#### What this task involves
The required answer is an exact copy of every entry underneath.

---------- Data for this task

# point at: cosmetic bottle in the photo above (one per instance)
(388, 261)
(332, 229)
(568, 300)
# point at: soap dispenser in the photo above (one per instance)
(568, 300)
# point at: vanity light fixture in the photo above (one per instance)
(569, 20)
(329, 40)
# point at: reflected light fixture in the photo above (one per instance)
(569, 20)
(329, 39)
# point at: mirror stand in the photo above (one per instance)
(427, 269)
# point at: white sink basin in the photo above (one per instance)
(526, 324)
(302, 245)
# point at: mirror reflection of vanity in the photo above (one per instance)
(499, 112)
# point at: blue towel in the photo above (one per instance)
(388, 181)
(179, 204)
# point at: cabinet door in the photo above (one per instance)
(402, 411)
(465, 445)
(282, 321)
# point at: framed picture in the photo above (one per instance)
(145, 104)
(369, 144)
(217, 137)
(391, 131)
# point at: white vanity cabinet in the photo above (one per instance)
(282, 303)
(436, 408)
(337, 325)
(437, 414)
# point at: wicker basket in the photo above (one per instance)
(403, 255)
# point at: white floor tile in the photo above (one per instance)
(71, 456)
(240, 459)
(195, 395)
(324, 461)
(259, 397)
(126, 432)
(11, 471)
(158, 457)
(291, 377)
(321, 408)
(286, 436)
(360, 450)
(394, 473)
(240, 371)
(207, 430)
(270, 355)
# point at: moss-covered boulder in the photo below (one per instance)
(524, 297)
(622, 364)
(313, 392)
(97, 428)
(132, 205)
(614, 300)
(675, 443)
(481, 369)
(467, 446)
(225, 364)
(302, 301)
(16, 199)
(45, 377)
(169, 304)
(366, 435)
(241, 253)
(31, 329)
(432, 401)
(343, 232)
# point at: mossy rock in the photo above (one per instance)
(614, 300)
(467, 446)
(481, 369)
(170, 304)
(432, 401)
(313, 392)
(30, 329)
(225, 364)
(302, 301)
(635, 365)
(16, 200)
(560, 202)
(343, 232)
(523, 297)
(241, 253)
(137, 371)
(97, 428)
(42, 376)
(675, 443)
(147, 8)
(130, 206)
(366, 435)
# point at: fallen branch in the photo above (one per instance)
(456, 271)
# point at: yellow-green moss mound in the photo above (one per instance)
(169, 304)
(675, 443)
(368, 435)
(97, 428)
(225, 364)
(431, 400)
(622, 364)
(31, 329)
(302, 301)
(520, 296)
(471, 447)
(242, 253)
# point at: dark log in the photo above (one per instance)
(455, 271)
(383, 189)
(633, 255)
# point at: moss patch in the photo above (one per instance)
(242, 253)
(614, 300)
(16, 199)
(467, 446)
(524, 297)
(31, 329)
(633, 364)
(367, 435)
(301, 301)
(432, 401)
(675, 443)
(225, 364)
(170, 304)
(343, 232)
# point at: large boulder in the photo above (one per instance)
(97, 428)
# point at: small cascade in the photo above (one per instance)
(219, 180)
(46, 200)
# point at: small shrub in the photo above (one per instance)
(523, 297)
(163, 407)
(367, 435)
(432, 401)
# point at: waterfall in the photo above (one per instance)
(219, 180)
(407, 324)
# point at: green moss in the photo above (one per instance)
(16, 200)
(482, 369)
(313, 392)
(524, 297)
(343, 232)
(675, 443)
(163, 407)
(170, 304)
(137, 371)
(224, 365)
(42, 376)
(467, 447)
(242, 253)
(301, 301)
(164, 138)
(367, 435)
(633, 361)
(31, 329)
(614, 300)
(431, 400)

--------------------

#### Response area
# point at: cosmetic bottle in the photo above (one per instance)
(388, 261)
(332, 229)
(568, 300)
# point at: soap dispenser in the photo above (one per instance)
(568, 300)
# point at: vanity light fixture in the photo above (one per instance)
(569, 20)
(329, 40)
# point at: reflected light fixture in the photo above (one per instance)
(569, 20)
(329, 39)
# point at: mirror stand in the photo above (one per instance)
(427, 269)
# point at: white sink basin in the photo above (one per instance)
(526, 324)
(302, 245)
# point at: mirror reflection of vanity in the photo above (one per instance)
(499, 112)
# point at: blue towel in the photo above (one per instance)
(388, 181)
(179, 204)
# point at: cabinet door in the photo above (one per instance)
(402, 411)
(465, 445)
(282, 321)
# point at: framed picture in the photo above (one per instance)
(145, 104)
(369, 144)
(217, 137)
(391, 131)
# point at: white vanity cabinet in the photo above (one per instance)
(282, 303)
(436, 408)
(337, 325)
(437, 414)
# point at: wicker basket in the photo above (one per instance)
(403, 255)
# point at: white floor tile in the photo above (one per instance)
(71, 456)
(240, 459)
(195, 395)
(324, 461)
(259, 397)
(126, 432)
(11, 471)
(158, 457)
(291, 377)
(321, 408)
(286, 436)
(360, 450)
(394, 473)
(240, 371)
(207, 430)
(270, 355)
# point at: moss-covered boulder in the photo below (one per instance)
(524, 297)
(622, 364)
(313, 392)
(97, 428)
(132, 205)
(614, 300)
(675, 443)
(481, 369)
(467, 446)
(225, 364)
(302, 301)
(16, 199)
(45, 377)
(169, 304)
(366, 435)
(241, 253)
(31, 329)
(432, 401)
(343, 232)
# point at: mossy rock in the photo above (one per instance)
(614, 300)
(467, 446)
(481, 369)
(170, 304)
(432, 401)
(313, 392)
(30, 329)
(225, 364)
(302, 301)
(635, 365)
(16, 200)
(560, 202)
(343, 232)
(523, 297)
(241, 253)
(137, 371)
(97, 428)
(42, 376)
(675, 443)
(147, 8)
(130, 206)
(366, 435)
# point at: fallen branch in the photo above (one per instance)
(456, 271)
# point at: yellow-green moss mound in the photo above (one per instance)
(169, 304)
(675, 443)
(368, 435)
(97, 428)
(225, 364)
(431, 400)
(622, 364)
(31, 329)
(302, 301)
(520, 296)
(471, 447)
(242, 253)
# point at: dark log in the photo above (one per instance)
(455, 271)
(383, 189)
(633, 255)
# point at: moss patch in the photo above (one per instance)
(242, 253)
(614, 300)
(16, 199)
(467, 446)
(524, 297)
(31, 329)
(633, 364)
(367, 435)
(301, 301)
(432, 401)
(675, 443)
(225, 364)
(170, 304)
(343, 232)
# point at: large boulder in the photo above (one per instance)
(97, 428)
# point at: small cascade in the photo above (one per instance)
(219, 180)
(46, 200)
# point at: small shrub in the photo above (one per instance)
(523, 297)
(163, 407)
(367, 435)
(432, 401)
# point at: waterfall in the photo above (one per instance)
(219, 180)
(407, 324)
# point at: green moss in the photo above (one per instance)
(16, 200)
(482, 369)
(313, 392)
(524, 297)
(343, 232)
(675, 443)
(163, 407)
(170, 304)
(137, 371)
(224, 365)
(42, 376)
(467, 447)
(242, 253)
(301, 301)
(164, 138)
(367, 435)
(633, 361)
(31, 329)
(614, 300)
(431, 400)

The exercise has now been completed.